[Problem details] Find every line in the data below that contains the word "water" and copy each of those lines in full. Case counts.

[Dataset records]

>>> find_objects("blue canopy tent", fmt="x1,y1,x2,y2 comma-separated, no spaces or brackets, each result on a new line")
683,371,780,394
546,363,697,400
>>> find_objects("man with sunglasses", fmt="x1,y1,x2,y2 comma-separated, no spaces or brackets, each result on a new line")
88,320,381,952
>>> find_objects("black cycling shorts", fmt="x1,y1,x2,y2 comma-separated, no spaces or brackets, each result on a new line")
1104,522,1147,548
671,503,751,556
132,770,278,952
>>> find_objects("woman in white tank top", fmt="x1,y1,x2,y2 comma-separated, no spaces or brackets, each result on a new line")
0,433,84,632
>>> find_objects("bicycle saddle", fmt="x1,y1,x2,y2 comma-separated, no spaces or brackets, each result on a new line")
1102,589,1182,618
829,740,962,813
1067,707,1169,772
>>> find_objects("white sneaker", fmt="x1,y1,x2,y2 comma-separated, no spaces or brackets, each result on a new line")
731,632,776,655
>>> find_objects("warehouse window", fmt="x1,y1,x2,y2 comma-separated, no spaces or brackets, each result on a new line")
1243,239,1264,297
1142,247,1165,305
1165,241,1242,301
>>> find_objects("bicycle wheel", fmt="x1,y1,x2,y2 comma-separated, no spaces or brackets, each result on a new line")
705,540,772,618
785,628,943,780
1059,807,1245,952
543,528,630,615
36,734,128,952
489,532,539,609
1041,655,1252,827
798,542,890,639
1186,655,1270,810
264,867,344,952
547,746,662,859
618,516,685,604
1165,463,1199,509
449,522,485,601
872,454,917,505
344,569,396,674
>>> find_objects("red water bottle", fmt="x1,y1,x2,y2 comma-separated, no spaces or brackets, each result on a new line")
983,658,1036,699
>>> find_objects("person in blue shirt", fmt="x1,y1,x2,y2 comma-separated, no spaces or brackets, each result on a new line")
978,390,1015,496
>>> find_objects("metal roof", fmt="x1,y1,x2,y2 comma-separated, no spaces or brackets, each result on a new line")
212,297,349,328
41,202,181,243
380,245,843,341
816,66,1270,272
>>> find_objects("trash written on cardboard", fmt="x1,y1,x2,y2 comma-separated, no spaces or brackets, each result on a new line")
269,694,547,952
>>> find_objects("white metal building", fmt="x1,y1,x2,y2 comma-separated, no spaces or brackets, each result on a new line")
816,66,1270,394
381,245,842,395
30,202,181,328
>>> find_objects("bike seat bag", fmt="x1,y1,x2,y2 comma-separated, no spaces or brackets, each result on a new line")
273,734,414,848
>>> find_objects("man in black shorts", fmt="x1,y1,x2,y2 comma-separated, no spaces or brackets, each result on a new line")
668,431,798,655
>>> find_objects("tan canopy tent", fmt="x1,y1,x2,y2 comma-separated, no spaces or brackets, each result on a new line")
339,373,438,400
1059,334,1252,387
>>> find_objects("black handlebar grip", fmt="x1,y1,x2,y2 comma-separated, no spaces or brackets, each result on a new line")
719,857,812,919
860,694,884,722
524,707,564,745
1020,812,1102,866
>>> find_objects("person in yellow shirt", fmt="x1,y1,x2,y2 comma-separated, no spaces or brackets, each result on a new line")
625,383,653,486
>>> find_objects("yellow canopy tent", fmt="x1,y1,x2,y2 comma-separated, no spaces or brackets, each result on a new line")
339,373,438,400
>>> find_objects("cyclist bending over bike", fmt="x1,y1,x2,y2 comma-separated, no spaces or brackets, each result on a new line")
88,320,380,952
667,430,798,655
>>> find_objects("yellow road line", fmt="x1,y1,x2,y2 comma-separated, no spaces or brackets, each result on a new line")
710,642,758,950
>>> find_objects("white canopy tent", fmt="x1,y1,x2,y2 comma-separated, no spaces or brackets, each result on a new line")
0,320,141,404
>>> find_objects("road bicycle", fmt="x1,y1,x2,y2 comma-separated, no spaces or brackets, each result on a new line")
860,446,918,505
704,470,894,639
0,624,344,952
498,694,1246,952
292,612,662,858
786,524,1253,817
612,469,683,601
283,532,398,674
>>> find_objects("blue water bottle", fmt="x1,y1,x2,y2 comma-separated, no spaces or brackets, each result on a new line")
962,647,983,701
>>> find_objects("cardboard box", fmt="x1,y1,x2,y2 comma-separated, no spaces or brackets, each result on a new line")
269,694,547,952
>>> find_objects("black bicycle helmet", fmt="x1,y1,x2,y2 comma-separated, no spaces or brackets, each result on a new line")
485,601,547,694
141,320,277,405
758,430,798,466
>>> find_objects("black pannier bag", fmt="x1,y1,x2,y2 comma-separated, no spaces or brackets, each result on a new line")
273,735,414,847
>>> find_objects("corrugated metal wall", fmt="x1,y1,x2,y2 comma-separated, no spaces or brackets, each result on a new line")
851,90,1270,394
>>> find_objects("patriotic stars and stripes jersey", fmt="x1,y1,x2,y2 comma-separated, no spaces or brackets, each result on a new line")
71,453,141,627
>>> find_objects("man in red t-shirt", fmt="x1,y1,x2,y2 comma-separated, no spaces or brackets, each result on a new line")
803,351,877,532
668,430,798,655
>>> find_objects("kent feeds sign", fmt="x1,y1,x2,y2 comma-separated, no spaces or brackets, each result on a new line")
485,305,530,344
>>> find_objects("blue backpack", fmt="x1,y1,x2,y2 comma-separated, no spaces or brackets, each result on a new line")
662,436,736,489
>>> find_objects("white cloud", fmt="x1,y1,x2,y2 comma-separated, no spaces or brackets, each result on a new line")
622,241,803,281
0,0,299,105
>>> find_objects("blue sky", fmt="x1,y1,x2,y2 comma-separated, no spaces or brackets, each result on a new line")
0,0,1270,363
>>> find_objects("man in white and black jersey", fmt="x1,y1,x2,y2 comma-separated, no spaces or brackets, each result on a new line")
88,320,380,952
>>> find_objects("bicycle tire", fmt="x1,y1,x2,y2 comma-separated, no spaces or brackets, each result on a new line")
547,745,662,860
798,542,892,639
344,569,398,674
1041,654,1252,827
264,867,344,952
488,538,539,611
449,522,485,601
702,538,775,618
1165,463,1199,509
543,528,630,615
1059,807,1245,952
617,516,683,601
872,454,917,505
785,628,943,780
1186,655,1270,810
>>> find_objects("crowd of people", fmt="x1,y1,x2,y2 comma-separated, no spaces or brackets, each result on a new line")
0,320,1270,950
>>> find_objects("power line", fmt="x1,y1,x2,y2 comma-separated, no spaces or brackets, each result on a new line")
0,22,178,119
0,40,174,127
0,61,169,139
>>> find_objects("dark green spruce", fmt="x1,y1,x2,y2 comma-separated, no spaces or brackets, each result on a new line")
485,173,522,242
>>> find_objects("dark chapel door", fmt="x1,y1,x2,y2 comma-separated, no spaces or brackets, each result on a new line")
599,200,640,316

[The result]
>>> find_objects("red water bottle", fmt="x1,y1,x2,y2 comma-separated, no spaces or brackets, each result on a new line")
>>> find_objects("blue water bottle", fmt="x1,y1,x2,y2 comma-separated, no spaces or brackets, each result on a new line")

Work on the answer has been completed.